Required action
Answer these from the album review:
1. What city is The Hold Steady from, and by way of what other city?
2. Which two instruments slow the sound of Clear Heart Full Eyes?
3. In what city was Clear Heart Full Eyes recorded?

Passage shown
------------------------------------------------------------------------

Craig Finn is the bard of the bar, the second coming of Springsteen, America’s hipster-in-chief. These are the sentiments of much that has been written about him for the last decade in which he has fronted The Hold Steady, a rock and roll band from Brooklyn, by way of Minneapolis, with passion and presence that could fill arenas. Though they played small bars, stretching the seams of High Life-soaked rooms to their bursting points, The Hold Steady represented a big idea—they were a convincing point in the argument about the heart of rock and roll. The songs told specific stories, but those stories seemed less important than the grand tradition of storytelling they evoked. The Hold Steady were narrowly focused in practice but grandiose in spirit, and Finn, as the ecstatic front man, embodied a rock and roll ideal. Now, with his first solo album, Finn has casually established himself in less ambitious terms—not as an icon for a musical changing of the guard, but as one of America’s finest poetic storytellers. He was The Boss en route to rocking stadiums. Now, as a solo act, he is Lyle Lovett in front porch rocking chairs.

Clear Heart Full Eyes, like The Hold Steady’s albums that preceded it, presents a collection of characters. Lyrically, Finn has always avoided vague sentiments in favor of telling the stories of specific, often tragic people. But where The Hold Steady’s raucous sound and electrifying stage shows drew some attention away from unforgettable characters like Hurricane Jesse, Finn has dialed it down a notch. Musically, the front porch kegger that is The Hold Steady has refashioned itself into a garden party with bottles of craft beer. Clear Heart Full Eyes lolls along, slowed by a sprawling pedal steel and a contemplative fiddle. One might even say it sounds relaxed.

But Finn does not ease up on his stories. The album was recorded in Austin with a set of musicians Finn had never played with before, bringing these characters into sharper focus, beat-like characters whose selves have spilled out across a landscape of balcony parties, bars, hospitals and rented rooms. They are desperate and hopeful, burned out and seeking to reclaim something they never had—their youthful ideas of what love and life were supposed to be like. Finn must have seen numerous closing times to be able to garner such empathy for jaded people whose creative sparks have been dimmed by anxiety and alcohol and adulthood. But then, they are his creations, and he loves them like a father loves his children. Finn delivers their stories as if he longs, like a rock and roll Jesus, to gather his jaded and tired flock beneath his wings.

Clear Heart Full Eyes roams around the edge of the American folk tradition, and like our current great novelists, Finn is deeply immersed in his characters, his stories, and his visions of life, which are no less rich for inhabiting four-minute long songs. He hasn’t lost the spirit of The Hold Steady, but the album gives Finn space to chill out, which is something he can’t and shouldn’t do with The Hold Steady. It’s within this space that Finn’s craftsmanship in writing becomes apparent and immensely enjoyable. For long time fans, it’s like leaving a poetry slam and sinking at home into a cozy armchair with a cup of tea and a copy of Walt Whitman.

------------------------------------------------------------------------

Stored data entries:
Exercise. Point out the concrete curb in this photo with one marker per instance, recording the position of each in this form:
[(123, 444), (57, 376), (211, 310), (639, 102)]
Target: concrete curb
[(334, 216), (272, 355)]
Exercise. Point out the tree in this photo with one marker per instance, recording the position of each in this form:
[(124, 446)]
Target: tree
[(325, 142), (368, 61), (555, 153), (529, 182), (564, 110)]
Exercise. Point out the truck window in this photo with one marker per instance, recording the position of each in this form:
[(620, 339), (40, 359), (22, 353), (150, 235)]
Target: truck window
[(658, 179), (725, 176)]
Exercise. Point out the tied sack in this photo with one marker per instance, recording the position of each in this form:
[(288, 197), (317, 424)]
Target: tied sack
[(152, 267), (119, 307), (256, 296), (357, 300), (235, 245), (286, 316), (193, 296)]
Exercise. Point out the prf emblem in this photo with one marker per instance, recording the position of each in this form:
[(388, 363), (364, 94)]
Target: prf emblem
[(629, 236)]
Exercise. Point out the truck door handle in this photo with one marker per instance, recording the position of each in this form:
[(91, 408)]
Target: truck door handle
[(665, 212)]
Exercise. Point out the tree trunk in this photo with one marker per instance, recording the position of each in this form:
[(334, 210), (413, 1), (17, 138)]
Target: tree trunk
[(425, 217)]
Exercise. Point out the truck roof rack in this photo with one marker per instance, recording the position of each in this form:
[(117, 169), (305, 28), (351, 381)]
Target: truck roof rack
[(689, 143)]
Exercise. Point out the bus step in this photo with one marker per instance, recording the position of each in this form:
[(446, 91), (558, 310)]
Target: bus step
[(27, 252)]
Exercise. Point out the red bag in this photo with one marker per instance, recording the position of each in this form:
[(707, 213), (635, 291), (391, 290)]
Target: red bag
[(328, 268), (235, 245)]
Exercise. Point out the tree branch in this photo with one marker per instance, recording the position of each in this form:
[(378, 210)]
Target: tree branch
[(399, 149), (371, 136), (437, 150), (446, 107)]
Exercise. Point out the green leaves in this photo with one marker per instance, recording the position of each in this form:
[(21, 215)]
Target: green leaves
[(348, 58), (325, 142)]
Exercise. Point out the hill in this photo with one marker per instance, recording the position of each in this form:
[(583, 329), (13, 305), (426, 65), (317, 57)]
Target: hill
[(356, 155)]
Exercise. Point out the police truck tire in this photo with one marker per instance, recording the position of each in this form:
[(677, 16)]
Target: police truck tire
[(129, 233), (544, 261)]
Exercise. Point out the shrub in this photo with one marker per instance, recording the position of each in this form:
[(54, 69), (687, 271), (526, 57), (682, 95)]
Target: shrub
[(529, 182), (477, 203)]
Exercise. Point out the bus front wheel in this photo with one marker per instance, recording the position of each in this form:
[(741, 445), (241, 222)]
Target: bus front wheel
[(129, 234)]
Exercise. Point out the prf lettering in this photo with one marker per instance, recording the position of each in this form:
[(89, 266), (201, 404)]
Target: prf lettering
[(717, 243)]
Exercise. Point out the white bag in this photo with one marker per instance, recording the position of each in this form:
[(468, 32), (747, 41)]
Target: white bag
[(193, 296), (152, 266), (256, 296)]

------------------------------------------------------------------------

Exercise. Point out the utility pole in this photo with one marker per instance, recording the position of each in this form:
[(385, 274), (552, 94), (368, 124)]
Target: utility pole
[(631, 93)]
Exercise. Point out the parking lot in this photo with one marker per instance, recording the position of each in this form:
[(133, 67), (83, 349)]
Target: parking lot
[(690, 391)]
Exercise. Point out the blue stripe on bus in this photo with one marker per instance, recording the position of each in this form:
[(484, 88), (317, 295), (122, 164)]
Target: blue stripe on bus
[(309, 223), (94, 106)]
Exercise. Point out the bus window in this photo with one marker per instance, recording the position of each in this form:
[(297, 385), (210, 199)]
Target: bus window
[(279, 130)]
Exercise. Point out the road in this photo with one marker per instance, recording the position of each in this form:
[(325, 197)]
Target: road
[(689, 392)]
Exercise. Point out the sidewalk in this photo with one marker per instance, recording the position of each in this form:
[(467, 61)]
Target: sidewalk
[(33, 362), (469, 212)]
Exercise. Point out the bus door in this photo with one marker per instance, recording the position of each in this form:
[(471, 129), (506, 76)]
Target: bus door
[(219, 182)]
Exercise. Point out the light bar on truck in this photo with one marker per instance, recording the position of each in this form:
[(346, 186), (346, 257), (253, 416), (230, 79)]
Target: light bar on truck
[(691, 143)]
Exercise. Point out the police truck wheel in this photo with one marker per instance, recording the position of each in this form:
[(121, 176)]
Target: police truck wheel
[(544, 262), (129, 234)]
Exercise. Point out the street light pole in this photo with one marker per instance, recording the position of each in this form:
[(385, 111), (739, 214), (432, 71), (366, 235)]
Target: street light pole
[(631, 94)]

------------------------------------------------------------------------

Exercise response
1. Brooklyn, by way of Minneapolis.
2. A pedal steel and a fiddle.
3. Austin.